GIVEN TASK>
Convert the items below into a JSON list of strings, one string per line, with blank lines omitted. Leave the pictures out of the list.

MATERIAL SHOWN>

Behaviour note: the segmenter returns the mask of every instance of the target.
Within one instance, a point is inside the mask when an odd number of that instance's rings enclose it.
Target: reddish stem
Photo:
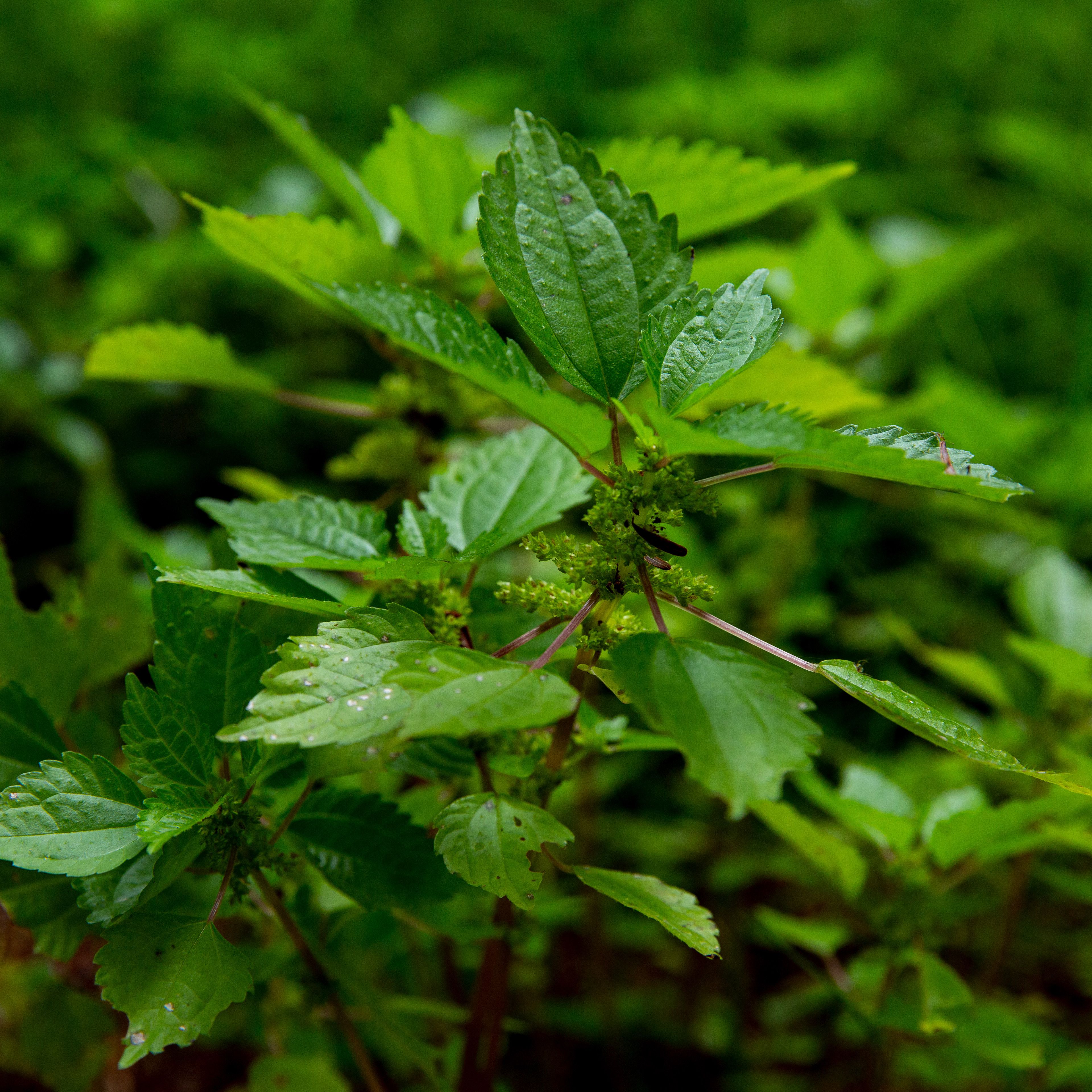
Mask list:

ANSWER TO THIS PROBLEM>
[
  "Behaviour note: the segmenter returns the mask of every instance of the target.",
  "Within one instance, a point is inside the mask when an odd number of that instance's rings enclose it.",
  "Target: reddish stem",
  "Photo:",
  "Mask list:"
]